- EXERCISE BRIEF
Render the rows below as a JSON list of strings, one string per line with blank lines left out. Cover only the stretch from the first line through the line containing "39), (52, 32)]", both included.

- PROVIDED DATA
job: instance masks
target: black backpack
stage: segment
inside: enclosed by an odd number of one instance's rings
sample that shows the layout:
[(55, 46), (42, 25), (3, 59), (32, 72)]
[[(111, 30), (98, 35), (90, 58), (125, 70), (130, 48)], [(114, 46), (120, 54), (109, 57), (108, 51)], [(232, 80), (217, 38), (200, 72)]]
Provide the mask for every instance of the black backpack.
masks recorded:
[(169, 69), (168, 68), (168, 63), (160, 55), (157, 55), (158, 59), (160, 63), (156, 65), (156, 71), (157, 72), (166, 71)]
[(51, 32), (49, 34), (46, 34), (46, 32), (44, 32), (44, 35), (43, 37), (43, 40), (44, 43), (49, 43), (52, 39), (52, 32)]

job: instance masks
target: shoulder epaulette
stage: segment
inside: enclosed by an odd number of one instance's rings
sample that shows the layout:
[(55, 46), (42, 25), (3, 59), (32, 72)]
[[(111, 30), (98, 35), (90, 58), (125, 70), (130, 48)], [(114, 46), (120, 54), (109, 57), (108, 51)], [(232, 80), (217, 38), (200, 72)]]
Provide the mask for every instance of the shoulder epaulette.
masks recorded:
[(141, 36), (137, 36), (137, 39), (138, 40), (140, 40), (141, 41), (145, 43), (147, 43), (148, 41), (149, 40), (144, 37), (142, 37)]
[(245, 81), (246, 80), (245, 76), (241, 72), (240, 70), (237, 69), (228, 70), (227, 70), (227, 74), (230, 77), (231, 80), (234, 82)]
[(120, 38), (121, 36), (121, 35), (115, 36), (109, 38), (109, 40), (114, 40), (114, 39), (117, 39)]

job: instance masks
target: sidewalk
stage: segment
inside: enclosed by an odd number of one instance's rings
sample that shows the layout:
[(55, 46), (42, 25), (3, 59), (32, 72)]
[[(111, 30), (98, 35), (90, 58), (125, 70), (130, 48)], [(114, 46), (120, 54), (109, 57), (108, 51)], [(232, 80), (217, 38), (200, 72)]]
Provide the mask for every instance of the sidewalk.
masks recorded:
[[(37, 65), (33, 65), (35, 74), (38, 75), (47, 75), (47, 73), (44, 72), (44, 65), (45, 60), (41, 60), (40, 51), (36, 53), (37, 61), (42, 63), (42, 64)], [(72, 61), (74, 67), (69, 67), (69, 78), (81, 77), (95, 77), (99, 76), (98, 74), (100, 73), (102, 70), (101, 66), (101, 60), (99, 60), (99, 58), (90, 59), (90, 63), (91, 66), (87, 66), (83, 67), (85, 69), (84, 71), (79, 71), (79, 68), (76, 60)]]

- OUTPUT
[
  "job: instance masks",
  "target: black backpack",
  "stage: segment",
  "inside: enclosed by an odd number of one instance's rings",
  "sample that shows the layout:",
  "[(55, 46), (42, 25), (3, 59), (32, 72)]",
  "[[(111, 30), (98, 35), (90, 58), (125, 70), (130, 48)], [(114, 46), (120, 54), (109, 57), (108, 51)], [(232, 80), (217, 38), (200, 72)]]",
  "Provide the mask for every instance of the black backpack.",
  "masks recorded:",
  "[(169, 69), (168, 68), (168, 63), (160, 55), (157, 55), (158, 59), (160, 63), (156, 65), (156, 71), (157, 72), (166, 71)]",
  "[(51, 32), (49, 34), (46, 34), (46, 32), (44, 32), (44, 35), (43, 37), (43, 40), (44, 43), (49, 43), (52, 39), (52, 32)]"
]